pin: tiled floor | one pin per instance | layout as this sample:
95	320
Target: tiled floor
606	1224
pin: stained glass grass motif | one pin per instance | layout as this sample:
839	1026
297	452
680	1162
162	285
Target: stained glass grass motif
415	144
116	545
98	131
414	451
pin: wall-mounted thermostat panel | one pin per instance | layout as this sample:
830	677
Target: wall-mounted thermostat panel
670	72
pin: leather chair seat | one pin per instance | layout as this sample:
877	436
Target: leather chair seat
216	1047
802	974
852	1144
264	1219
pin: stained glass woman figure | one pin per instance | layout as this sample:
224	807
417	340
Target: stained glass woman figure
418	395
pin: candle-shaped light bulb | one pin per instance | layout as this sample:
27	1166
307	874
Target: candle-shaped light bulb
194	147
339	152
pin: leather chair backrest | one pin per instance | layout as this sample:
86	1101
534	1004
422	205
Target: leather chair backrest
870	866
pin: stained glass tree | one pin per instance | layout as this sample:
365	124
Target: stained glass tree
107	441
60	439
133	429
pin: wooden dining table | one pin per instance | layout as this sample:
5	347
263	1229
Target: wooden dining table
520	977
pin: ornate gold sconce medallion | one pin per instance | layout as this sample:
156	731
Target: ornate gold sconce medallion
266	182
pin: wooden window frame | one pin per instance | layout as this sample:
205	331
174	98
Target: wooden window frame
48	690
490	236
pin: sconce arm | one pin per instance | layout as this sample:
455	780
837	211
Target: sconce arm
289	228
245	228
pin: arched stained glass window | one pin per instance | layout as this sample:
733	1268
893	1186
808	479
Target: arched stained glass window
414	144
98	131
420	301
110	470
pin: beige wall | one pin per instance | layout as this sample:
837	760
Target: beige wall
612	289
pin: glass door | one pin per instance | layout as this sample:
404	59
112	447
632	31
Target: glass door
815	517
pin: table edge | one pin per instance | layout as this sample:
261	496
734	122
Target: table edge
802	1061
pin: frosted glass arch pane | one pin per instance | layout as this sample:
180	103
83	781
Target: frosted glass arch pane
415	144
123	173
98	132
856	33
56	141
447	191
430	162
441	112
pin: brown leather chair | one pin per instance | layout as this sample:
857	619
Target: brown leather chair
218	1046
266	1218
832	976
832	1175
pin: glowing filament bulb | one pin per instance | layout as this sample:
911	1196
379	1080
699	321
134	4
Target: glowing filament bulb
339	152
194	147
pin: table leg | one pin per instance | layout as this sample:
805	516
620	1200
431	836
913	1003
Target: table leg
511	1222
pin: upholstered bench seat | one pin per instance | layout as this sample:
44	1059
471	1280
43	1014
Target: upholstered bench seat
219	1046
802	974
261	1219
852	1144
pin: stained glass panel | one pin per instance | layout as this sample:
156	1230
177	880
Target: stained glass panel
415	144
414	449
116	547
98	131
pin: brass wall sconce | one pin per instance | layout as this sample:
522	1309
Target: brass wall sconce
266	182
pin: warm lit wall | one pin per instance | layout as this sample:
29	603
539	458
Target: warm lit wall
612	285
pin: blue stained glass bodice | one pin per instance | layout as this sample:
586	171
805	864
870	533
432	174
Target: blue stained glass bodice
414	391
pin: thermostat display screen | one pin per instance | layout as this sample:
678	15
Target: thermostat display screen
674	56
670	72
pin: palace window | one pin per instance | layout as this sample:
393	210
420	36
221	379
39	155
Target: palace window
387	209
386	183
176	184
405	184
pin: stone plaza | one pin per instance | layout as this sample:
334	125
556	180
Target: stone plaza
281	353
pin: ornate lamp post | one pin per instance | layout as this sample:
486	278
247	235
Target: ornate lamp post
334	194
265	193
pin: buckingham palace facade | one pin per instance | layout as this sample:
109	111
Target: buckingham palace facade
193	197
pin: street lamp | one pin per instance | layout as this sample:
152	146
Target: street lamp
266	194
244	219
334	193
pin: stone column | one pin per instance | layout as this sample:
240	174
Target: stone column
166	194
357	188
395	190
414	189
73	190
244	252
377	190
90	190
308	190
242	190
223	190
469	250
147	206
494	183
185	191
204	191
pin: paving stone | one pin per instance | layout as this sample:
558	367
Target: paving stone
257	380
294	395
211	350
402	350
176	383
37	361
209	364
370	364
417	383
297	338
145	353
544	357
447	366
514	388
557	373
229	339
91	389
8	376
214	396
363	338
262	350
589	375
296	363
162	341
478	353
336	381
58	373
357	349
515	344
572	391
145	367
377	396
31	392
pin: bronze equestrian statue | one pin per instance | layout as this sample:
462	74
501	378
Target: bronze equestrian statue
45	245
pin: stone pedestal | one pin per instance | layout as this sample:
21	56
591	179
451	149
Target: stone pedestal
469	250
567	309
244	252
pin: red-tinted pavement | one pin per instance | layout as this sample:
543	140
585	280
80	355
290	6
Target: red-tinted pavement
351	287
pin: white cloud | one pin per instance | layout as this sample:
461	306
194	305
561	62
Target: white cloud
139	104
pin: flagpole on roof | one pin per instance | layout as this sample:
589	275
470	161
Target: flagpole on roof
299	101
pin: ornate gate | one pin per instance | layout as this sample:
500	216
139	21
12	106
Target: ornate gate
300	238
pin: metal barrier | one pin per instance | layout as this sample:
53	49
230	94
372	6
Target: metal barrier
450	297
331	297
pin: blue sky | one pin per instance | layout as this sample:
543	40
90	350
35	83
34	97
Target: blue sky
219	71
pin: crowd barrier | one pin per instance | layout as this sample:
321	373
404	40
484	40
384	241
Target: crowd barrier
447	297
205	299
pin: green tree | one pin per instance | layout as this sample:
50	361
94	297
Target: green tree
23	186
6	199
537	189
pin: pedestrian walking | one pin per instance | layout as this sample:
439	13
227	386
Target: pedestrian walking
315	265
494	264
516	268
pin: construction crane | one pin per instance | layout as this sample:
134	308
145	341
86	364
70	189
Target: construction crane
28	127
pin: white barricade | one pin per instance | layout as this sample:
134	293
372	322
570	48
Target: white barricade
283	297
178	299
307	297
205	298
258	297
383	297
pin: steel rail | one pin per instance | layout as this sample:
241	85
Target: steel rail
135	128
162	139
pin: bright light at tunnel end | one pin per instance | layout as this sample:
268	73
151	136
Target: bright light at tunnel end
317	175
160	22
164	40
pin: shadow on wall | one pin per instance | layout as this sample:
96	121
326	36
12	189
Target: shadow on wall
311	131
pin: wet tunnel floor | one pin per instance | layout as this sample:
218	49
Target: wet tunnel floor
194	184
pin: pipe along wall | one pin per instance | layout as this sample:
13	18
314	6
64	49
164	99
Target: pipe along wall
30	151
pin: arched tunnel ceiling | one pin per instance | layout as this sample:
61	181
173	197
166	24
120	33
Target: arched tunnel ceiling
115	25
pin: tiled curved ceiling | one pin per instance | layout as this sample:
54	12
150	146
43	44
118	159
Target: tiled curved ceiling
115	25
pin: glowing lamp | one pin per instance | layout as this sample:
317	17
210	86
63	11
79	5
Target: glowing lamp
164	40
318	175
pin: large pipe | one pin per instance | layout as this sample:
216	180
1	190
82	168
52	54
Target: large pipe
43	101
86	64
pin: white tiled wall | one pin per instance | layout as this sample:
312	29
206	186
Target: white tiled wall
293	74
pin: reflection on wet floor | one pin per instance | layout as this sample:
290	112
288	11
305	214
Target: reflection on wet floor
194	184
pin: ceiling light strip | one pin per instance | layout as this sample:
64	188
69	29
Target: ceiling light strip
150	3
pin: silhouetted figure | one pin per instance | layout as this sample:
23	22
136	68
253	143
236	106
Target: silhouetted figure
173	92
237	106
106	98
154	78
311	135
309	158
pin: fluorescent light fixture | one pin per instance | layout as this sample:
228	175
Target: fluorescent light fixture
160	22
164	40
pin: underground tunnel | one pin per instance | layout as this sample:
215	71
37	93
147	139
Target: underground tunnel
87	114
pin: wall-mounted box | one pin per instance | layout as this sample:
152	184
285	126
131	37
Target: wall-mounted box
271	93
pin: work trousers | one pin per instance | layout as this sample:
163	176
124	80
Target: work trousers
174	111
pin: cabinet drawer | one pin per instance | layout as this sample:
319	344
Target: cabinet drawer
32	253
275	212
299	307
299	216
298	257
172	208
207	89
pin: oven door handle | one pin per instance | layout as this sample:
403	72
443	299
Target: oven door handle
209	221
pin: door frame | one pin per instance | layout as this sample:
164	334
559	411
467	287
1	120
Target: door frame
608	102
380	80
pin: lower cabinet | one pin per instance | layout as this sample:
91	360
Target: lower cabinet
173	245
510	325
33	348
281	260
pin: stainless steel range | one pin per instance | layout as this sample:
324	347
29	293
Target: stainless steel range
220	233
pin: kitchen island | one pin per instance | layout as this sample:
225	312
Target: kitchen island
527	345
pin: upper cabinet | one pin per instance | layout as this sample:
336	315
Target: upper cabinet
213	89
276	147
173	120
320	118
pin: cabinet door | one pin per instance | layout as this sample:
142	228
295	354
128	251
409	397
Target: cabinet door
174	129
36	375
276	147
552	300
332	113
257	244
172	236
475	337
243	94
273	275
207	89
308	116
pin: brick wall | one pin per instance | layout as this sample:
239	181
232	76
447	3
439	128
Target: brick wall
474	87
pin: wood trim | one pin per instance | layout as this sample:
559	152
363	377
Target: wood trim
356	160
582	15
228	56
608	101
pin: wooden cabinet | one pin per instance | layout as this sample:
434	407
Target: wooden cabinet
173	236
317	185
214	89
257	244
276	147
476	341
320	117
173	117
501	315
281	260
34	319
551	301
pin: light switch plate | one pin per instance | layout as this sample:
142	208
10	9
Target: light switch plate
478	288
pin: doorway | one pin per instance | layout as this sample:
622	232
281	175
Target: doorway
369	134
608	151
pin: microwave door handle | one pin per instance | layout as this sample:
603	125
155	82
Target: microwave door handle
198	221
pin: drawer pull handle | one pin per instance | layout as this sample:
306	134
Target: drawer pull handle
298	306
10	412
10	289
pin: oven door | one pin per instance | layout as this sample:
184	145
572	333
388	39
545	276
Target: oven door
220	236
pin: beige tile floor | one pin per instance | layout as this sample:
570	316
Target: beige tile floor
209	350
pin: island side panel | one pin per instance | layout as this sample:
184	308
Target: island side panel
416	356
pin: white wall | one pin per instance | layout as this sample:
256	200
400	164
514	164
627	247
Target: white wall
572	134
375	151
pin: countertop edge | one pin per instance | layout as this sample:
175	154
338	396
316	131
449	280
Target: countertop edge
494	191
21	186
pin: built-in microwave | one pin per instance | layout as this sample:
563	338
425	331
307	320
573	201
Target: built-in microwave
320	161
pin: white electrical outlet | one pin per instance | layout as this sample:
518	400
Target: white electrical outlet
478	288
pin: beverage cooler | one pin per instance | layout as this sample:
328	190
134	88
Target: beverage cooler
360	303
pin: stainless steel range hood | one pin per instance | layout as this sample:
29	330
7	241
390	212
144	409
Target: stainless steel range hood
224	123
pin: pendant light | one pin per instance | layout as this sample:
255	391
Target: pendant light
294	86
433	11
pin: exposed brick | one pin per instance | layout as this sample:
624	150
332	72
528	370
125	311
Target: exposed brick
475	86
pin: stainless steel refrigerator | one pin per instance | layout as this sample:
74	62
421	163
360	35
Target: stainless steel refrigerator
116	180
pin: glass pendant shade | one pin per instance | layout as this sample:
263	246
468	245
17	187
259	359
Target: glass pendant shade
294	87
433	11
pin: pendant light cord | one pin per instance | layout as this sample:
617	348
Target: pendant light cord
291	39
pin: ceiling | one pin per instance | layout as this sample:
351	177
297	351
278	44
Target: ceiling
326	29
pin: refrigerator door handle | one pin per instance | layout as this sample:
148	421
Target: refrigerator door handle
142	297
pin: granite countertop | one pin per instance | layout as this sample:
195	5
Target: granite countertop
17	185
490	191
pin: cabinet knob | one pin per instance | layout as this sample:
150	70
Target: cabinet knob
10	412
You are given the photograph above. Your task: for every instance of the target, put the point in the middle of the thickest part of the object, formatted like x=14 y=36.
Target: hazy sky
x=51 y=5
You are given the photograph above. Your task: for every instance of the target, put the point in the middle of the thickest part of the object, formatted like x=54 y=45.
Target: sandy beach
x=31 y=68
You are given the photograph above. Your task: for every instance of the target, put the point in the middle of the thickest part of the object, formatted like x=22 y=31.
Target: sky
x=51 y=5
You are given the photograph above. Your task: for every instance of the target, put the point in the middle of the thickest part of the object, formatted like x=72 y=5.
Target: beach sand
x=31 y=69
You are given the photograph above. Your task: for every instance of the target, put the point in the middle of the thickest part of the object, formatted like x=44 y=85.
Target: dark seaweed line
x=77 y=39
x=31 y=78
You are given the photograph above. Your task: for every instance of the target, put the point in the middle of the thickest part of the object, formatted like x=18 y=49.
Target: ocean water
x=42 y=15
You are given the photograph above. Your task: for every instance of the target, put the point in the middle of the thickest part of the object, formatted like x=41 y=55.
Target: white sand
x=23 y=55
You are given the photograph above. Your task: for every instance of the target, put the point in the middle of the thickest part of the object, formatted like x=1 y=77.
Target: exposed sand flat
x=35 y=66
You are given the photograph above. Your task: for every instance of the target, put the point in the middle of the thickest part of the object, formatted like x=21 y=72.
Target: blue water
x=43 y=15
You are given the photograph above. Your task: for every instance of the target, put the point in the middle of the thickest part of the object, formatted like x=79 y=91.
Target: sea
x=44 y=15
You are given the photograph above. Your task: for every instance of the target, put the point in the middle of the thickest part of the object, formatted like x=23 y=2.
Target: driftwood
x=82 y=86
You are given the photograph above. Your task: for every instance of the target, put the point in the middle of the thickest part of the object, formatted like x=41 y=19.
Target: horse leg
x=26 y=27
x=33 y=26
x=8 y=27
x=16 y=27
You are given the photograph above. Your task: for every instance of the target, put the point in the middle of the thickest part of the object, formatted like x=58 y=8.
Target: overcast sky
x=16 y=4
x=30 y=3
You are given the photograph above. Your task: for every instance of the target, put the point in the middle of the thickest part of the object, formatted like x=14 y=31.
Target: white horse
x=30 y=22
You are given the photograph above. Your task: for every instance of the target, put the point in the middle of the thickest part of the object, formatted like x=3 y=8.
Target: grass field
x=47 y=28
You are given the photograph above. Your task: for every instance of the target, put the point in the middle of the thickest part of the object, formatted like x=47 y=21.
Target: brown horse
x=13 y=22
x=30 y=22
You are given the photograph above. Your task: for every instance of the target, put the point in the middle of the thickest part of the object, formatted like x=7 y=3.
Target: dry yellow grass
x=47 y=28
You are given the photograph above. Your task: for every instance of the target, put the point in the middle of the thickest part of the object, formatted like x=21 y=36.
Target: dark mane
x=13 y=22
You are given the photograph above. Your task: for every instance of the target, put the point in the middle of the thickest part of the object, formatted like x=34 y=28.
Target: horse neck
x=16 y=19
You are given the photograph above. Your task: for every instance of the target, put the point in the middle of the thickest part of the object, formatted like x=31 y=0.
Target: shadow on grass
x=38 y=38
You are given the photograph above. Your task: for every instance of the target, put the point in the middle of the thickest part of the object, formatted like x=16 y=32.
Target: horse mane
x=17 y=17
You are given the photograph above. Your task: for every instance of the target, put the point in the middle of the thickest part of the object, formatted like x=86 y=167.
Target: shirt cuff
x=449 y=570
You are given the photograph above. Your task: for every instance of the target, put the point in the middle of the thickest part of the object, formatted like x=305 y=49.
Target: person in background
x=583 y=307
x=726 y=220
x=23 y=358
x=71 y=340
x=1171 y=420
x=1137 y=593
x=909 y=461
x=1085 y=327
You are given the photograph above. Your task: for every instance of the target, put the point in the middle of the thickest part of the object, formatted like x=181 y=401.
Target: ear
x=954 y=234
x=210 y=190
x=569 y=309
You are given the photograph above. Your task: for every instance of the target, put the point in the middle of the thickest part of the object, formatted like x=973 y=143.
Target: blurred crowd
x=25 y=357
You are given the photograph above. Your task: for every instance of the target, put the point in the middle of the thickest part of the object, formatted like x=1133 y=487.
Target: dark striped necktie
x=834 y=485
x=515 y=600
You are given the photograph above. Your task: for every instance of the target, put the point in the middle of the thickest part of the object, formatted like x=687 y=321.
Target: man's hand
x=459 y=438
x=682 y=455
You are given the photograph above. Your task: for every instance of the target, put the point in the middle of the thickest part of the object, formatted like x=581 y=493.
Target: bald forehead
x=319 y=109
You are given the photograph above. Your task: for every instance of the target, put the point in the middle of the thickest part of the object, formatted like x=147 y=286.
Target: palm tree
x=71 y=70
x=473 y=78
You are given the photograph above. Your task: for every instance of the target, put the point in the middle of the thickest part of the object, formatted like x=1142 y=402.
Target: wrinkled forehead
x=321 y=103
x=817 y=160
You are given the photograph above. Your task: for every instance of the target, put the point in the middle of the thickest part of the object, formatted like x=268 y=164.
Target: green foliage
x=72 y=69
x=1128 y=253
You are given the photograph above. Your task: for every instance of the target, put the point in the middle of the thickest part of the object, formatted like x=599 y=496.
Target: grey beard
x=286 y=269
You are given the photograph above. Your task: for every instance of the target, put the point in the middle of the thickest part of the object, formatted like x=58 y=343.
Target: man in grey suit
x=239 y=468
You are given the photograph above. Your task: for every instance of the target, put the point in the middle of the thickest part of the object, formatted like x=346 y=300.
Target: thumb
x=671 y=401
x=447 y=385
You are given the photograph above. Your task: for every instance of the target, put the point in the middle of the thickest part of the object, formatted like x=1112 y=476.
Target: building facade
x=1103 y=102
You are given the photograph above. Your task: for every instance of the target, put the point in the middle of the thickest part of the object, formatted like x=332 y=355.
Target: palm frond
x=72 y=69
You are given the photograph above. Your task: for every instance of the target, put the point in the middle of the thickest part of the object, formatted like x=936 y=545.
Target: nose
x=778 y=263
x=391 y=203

=== Task directions ===
Write out exactly those lines running from the line with "like x=1142 y=402." to the end of the data above, the first and last included.

=== Task result ===
You are given the photograph above. Your task: for every instance of the target, put the point in the middle of the thickest part of the object, formatted like x=1142 y=402.
Target: wrinkled forehead
x=321 y=103
x=817 y=160
You are given the photograph above. Your task: for every instance of the target, put the point in the middle of the thickest part of the object, formatted like x=268 y=164.
Target: green foliage
x=72 y=69
x=1128 y=253
You are given the photograph above. Your task: for every instance of the target, put the point in the middle of the thickest part of the object, formatted like x=599 y=496.
Target: grey beard
x=286 y=269
You are given the photograph above. Your task: for every instance of the target, put the point in the middle of the thickest part of the object, formatted like x=58 y=343.
Target: man in grey suit
x=239 y=468
You are given the photograph above. Your task: for every instance of the target, put the point in the middle of the thickest part of the object, formatted like x=346 y=300.
Target: thumb
x=671 y=401
x=447 y=385
You are given the photograph above. Your task: for every instance of the target, put the point in the middle of the thickest part of the object, formatted like x=1112 y=476.
Target: building facade
x=1103 y=102
You are given the photograph above. Your task: for every instance of the target, put the point in the middle of the thickest part of the object, formatted like x=332 y=355.
Target: palm frond
x=72 y=69
You are given the photograph above. Your task: for every instance of the target, put the point in the middle of the thickest part of the object, formatted like x=936 y=545.
Target: nose
x=778 y=263
x=391 y=203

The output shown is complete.